Mask labeling examples:
════════════════════

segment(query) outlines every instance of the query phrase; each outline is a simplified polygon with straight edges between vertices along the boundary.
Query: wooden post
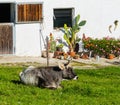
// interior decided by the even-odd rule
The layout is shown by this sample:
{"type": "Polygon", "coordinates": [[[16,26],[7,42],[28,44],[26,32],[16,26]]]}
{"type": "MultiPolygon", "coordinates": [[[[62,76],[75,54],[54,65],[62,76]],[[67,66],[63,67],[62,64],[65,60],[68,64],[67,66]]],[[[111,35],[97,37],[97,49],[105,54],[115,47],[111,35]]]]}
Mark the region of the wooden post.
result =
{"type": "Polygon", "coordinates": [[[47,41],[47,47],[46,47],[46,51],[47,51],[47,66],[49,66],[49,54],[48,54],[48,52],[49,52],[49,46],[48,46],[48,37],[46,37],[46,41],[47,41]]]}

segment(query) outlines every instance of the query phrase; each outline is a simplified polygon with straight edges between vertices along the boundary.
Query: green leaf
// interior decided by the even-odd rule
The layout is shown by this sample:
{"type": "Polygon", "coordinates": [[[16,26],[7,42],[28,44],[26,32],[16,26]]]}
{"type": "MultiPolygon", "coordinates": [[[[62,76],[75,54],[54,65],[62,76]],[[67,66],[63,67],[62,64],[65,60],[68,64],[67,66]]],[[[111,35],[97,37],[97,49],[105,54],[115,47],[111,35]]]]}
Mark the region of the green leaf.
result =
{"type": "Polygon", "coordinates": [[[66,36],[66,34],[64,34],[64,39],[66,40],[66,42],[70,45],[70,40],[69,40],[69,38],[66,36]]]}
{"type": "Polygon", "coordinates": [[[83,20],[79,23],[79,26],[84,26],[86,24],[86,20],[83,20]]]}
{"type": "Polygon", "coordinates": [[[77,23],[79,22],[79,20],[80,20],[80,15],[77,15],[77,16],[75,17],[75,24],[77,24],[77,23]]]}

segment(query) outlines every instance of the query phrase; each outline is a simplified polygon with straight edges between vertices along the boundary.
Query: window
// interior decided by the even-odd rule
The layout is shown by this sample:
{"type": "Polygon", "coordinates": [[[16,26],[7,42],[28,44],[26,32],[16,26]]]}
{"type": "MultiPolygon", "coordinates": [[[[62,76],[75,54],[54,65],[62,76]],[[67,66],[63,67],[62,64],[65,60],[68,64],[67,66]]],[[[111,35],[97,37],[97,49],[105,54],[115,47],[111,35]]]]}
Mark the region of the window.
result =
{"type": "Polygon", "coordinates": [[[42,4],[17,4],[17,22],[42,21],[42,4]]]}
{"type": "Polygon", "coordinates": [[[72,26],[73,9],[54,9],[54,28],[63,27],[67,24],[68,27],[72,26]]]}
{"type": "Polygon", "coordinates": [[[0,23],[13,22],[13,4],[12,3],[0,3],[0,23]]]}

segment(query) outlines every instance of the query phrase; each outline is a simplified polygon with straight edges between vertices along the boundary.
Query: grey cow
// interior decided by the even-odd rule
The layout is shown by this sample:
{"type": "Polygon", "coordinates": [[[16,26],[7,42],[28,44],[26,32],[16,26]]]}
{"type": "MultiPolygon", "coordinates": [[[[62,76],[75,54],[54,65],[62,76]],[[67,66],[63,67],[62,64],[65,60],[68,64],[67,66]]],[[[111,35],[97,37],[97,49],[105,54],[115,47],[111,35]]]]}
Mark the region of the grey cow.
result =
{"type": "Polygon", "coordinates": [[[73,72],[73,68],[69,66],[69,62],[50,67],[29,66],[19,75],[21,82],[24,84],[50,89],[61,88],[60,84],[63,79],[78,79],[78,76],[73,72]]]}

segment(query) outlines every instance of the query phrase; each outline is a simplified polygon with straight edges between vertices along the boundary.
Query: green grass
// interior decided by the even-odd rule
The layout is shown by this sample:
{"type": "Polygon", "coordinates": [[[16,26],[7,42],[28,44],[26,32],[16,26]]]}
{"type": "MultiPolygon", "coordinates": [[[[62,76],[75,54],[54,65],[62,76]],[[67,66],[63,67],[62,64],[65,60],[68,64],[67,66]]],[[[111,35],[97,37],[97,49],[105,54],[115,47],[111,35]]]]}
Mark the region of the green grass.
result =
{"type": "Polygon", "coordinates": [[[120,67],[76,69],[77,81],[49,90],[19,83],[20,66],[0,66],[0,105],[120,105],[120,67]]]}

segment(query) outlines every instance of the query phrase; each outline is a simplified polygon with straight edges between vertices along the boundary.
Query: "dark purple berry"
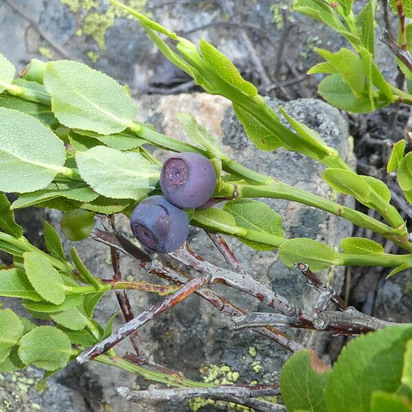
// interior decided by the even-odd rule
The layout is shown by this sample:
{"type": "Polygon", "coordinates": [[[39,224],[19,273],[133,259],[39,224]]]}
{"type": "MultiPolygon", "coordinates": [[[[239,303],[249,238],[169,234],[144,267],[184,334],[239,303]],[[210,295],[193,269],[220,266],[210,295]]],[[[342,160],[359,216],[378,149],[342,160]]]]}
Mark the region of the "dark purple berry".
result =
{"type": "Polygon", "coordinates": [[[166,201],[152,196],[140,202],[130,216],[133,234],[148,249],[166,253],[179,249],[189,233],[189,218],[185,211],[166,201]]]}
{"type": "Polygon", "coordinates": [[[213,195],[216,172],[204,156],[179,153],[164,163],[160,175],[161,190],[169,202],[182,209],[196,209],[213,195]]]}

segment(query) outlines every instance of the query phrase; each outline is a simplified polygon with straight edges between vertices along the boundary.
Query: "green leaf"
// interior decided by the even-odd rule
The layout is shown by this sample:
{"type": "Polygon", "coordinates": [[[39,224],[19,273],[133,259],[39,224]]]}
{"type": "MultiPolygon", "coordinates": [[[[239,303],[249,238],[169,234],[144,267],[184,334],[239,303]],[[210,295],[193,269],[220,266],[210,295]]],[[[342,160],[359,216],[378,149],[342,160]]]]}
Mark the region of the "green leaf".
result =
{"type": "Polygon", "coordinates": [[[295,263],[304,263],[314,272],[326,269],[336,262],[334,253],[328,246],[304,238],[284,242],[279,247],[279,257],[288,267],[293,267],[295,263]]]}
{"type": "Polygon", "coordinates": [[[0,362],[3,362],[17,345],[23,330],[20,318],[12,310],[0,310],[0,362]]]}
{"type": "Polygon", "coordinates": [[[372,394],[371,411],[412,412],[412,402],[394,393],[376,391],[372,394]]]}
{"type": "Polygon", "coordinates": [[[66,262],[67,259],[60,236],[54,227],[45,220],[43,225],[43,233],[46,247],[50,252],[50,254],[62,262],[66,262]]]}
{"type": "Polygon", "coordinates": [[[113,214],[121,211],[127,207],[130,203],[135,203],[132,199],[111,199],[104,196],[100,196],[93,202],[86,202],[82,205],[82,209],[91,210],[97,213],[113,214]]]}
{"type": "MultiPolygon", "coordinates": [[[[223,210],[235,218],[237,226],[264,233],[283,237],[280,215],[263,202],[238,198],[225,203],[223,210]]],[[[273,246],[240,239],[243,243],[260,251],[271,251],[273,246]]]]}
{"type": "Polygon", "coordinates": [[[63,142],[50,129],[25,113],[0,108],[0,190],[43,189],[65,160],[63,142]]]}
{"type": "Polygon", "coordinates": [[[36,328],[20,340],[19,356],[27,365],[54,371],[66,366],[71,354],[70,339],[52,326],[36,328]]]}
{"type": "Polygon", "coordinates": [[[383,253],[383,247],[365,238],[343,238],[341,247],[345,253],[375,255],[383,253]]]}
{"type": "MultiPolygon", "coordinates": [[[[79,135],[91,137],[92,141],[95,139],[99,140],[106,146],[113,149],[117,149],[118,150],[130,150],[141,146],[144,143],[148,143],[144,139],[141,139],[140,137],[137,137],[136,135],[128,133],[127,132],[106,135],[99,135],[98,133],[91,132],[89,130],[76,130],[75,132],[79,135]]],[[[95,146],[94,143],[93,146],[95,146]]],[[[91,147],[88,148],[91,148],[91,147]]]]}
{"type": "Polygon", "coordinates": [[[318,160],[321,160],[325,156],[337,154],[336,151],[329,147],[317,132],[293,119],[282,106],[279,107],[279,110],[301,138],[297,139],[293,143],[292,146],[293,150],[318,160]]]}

════════════════════

> [STATED GOAL] From the material above, pull out every line that contains the word "green", matching case exactly.

> [WORKED SOLUTION]
Query: green leaf
Mark the region of the green leaf.
Query: green grass
Mark the region of the green grass.
Query: "green leaf"
Mark the region of the "green leaf".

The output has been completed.